▶ What you will do
**A)** In the passage on therapy, who is credited with the quotation about being honest about our pain?
**B)** Continue the passage on therapy from where it stops.

You know how it’s very common in Egypt to say to a mentally unbalanced person things like: ‘you’re just sad now’, ‘it’s a problem that will pass’, ‘just talk to a close person you’re comfortable with’, ‘you’re going to make it a bigger deal if you go to therapy’ and the priceless blank stare response when you tell someone you see a therapist.
The Real Misconception around Therapy
Ever wondered why people refuse to go to talk therapy? It goes from “I’d rather talk to my friends”, “what good is talking going to do?” and “I’d feel weird talking to a stranger about this”, all the way to “therapists don’t care about you, they just sit there and listen to take your money”.
In order to normalize mental illness, you need to know why therapy isn’t ‘bad’ for you and how it’s not what you think it is.
“If we start being honest about our pain, our anger, and our shortcomings instead of pretending they don’t exist, then maybe we’ll leave the world a better place than we found it.”
– Russell Wilson
Therapy is not only a professional method of treating a mental illness but a factor playing in a healthier lifestyle for anyone and everyone who wants it. It stimulates positive mental habits by regularly updating how your mindset is wired in your every day, making you stop, reflect and learn from the normal to be able to make use of the benefits, always improving and ensuring emotional and behavioral wellbeing. And with that comes strengthening learning and observational skills and the ability to recognize patterns in one’s life.

Natural-language descriptions of regions:
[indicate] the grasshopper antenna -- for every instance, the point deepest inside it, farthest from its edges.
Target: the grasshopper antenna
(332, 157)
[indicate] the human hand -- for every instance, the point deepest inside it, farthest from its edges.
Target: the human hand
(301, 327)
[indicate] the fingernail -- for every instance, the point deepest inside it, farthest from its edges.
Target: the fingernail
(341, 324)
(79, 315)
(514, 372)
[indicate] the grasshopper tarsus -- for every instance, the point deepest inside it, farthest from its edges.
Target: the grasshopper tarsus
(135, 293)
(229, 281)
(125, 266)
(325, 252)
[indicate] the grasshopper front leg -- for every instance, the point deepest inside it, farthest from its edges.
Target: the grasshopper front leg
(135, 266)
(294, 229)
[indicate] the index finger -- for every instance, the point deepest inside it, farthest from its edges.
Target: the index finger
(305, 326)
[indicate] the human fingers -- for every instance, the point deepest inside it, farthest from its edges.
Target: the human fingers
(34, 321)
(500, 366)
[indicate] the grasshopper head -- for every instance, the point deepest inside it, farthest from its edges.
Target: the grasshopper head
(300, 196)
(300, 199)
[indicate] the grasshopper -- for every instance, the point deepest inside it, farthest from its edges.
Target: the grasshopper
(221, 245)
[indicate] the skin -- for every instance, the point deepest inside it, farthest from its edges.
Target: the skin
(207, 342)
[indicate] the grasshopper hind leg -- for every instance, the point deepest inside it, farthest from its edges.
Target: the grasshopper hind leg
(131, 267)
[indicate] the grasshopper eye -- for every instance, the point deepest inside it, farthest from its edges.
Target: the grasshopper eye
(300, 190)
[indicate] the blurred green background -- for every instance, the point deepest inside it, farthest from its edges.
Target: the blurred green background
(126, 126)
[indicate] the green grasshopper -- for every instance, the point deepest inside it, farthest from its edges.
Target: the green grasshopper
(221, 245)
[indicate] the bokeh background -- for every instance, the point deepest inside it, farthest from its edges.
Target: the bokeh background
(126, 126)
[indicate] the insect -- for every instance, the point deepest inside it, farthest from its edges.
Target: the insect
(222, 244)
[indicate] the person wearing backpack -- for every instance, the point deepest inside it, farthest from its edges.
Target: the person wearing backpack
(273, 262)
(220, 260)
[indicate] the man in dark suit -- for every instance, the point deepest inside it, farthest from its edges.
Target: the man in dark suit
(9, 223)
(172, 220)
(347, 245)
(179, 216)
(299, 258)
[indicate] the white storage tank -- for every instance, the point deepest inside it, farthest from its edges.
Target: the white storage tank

▶ Task-by-task results
**A)** Russell Wilson

**B)**
Therapy helps individuals overcome their difficult pasts and provides coping mechanisms that would prepare for what’s coming in the future. It can also be a method that makes people reach their goals and redefine their own purpose, which allows them to discover who they are. Therapists have the power to give a better outlook on life that leads to a sense of direction, making patients express their emotions and behaviors within the bounds of a safe environment. They turn the relationship they have with patients to one that yields personal growth.
Today’s Reality in Egypt
Today, a large number of Egyptian youth go to therapy and it is common in both mild and serious cases. However, according to Psychotherapist and IB Psychology Teacher Sarah El Meshad, most parents would not really support therapy when their child is ‘merely experiencing some distress’ but when the case is suicidal therapy, it’s what they hold onto the most. This branches out of fear, misconception, and distrust but is fixed when trust between the parent and therapist is achieved.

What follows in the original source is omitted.